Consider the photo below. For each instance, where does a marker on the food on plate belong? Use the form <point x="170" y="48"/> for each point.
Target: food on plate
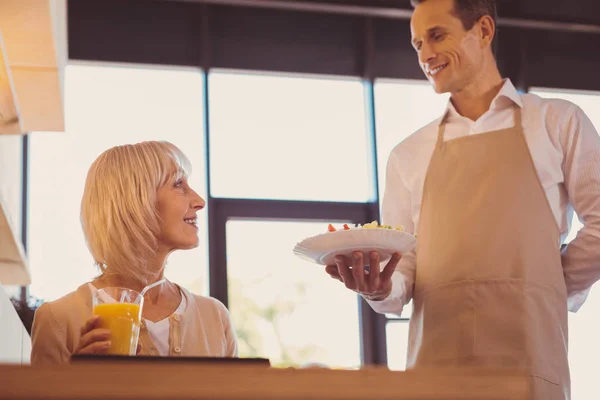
<point x="370" y="225"/>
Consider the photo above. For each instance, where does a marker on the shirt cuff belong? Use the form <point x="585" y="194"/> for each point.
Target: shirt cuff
<point x="394" y="303"/>
<point x="576" y="300"/>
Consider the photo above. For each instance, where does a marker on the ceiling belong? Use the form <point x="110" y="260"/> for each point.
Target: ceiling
<point x="571" y="11"/>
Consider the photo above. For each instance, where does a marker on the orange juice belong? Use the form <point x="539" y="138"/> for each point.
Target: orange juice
<point x="123" y="321"/>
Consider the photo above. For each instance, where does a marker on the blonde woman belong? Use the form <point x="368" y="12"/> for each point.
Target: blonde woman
<point x="137" y="208"/>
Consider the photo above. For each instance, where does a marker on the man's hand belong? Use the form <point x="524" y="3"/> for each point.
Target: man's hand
<point x="372" y="284"/>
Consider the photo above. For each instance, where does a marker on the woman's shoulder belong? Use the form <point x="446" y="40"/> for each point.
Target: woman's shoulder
<point x="73" y="305"/>
<point x="206" y="304"/>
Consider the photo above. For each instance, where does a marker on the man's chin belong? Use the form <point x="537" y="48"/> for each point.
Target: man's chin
<point x="439" y="89"/>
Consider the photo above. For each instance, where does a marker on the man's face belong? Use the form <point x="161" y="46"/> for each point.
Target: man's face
<point x="450" y="56"/>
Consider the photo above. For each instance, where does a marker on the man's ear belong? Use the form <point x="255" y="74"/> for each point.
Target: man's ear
<point x="487" y="30"/>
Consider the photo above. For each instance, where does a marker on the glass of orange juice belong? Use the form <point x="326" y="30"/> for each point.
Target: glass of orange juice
<point x="120" y="312"/>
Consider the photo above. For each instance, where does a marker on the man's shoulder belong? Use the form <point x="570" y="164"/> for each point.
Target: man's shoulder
<point x="549" y="106"/>
<point x="427" y="134"/>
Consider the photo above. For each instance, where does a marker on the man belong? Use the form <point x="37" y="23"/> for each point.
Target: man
<point x="490" y="187"/>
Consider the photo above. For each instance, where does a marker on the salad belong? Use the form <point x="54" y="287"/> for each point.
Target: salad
<point x="371" y="225"/>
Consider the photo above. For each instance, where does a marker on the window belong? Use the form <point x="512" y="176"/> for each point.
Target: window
<point x="10" y="178"/>
<point x="11" y="188"/>
<point x="284" y="308"/>
<point x="584" y="328"/>
<point x="401" y="108"/>
<point x="108" y="105"/>
<point x="397" y="344"/>
<point x="288" y="137"/>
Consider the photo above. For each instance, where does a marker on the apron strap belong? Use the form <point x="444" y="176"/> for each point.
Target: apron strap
<point x="517" y="117"/>
<point x="442" y="126"/>
<point x="441" y="130"/>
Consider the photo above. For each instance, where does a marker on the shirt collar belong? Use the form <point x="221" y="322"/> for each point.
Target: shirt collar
<point x="506" y="97"/>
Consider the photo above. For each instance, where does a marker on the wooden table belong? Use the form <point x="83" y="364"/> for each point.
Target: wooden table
<point x="183" y="381"/>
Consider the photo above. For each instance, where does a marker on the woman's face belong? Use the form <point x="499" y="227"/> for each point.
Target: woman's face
<point x="177" y="205"/>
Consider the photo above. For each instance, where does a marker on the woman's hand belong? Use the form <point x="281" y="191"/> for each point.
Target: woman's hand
<point x="93" y="340"/>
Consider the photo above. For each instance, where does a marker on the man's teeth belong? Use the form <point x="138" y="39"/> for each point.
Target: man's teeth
<point x="436" y="70"/>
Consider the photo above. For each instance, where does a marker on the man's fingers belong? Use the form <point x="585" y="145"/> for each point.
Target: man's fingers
<point x="333" y="272"/>
<point x="390" y="267"/>
<point x="358" y="271"/>
<point x="374" y="267"/>
<point x="345" y="272"/>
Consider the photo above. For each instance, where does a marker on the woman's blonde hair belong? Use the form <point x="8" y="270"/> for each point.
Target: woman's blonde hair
<point x="118" y="208"/>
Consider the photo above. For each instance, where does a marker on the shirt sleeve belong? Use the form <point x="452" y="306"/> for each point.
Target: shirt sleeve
<point x="396" y="210"/>
<point x="581" y="168"/>
<point x="48" y="344"/>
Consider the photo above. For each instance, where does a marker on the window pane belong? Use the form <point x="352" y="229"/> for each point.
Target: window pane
<point x="397" y="344"/>
<point x="107" y="106"/>
<point x="10" y="178"/>
<point x="288" y="137"/>
<point x="401" y="108"/>
<point x="584" y="328"/>
<point x="284" y="308"/>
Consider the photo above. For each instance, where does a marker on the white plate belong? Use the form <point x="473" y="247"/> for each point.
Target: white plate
<point x="322" y="249"/>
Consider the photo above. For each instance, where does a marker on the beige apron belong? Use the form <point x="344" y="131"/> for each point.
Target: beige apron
<point x="489" y="287"/>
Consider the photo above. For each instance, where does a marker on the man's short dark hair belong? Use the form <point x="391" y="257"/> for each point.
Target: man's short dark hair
<point x="470" y="11"/>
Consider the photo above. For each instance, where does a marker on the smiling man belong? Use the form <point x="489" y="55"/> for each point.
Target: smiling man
<point x="490" y="187"/>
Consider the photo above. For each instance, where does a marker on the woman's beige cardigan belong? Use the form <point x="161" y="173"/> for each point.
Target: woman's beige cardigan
<point x="203" y="329"/>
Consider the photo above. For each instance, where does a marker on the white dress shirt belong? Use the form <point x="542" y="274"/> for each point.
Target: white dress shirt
<point x="565" y="148"/>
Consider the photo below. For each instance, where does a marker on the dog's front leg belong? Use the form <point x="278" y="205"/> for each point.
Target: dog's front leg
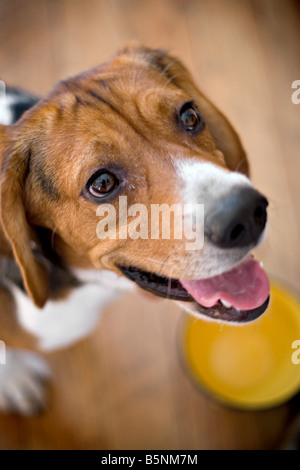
<point x="23" y="379"/>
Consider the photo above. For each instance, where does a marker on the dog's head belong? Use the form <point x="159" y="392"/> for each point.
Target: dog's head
<point x="136" y="127"/>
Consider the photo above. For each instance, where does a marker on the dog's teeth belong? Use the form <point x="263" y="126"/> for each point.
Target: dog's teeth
<point x="226" y="304"/>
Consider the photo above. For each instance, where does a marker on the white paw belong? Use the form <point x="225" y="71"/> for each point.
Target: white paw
<point x="23" y="382"/>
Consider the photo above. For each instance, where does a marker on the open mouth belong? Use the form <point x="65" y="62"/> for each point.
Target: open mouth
<point x="238" y="295"/>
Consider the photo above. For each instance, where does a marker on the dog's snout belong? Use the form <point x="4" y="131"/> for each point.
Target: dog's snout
<point x="238" y="219"/>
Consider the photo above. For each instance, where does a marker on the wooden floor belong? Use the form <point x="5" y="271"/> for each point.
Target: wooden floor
<point x="124" y="387"/>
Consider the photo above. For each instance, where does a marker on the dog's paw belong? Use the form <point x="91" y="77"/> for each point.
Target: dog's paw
<point x="23" y="383"/>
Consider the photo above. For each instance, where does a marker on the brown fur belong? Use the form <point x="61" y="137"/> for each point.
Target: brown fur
<point x="121" y="115"/>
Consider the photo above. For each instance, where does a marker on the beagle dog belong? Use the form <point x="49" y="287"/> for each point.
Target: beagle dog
<point x="138" y="127"/>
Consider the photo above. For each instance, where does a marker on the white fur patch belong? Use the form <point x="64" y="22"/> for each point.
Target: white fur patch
<point x="205" y="182"/>
<point x="22" y="382"/>
<point x="6" y="116"/>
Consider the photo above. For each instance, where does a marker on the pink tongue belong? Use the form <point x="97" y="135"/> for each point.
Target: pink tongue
<point x="245" y="287"/>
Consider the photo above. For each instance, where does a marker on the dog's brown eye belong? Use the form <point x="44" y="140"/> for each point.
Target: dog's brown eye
<point x="102" y="184"/>
<point x="190" y="118"/>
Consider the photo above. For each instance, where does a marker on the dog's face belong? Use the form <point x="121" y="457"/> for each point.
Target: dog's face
<point x="135" y="127"/>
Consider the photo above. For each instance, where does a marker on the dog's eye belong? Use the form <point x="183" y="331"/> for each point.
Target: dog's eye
<point x="190" y="118"/>
<point x="101" y="184"/>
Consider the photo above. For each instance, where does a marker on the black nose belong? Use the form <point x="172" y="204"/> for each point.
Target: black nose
<point x="238" y="219"/>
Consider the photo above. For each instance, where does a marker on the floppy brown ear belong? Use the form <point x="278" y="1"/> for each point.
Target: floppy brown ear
<point x="223" y="134"/>
<point x="15" y="167"/>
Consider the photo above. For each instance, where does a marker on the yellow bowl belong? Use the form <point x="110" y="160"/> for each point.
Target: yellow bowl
<point x="248" y="366"/>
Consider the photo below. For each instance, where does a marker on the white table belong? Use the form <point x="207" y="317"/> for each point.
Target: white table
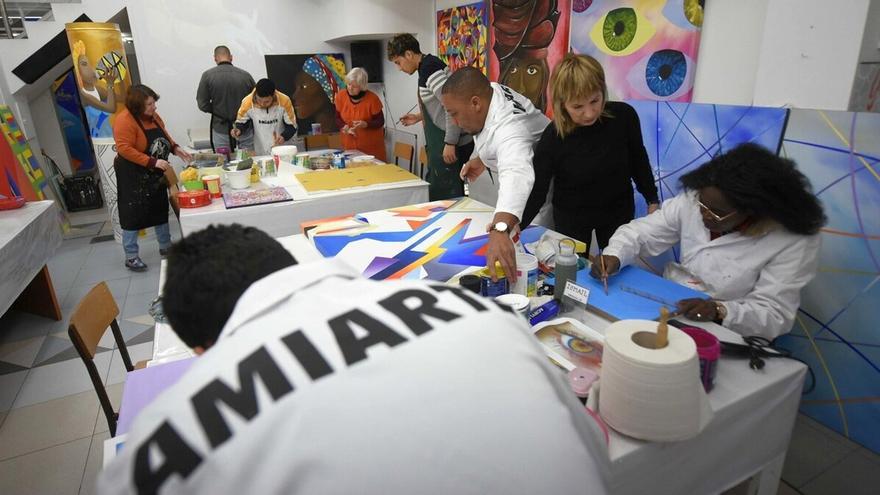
<point x="29" y="236"/>
<point x="283" y="219"/>
<point x="754" y="414"/>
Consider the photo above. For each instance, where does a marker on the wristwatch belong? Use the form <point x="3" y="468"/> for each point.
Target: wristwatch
<point x="720" y="311"/>
<point x="501" y="227"/>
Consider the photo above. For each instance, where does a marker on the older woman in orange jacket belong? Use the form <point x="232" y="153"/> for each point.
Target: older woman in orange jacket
<point x="143" y="147"/>
<point x="359" y="116"/>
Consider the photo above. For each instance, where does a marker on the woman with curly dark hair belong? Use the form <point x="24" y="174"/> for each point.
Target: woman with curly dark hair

_Given request_
Your task is to write out the lines from the one with "on the older" through the end of the records, exactly and with nothing added.

_Output for this exercise_
Consider the photo above. For each instance, where does a marker on the older woman in orange jacket belong? Use the form <point x="232" y="153"/> for each point.
Target: older woman in orange jacket
<point x="143" y="147"/>
<point x="359" y="116"/>
Consider the photo above. For each instance, where does a marker on the woman with curly dark hair belong? Use the form <point x="24" y="174"/> for each point.
Target: woman with curly dark hair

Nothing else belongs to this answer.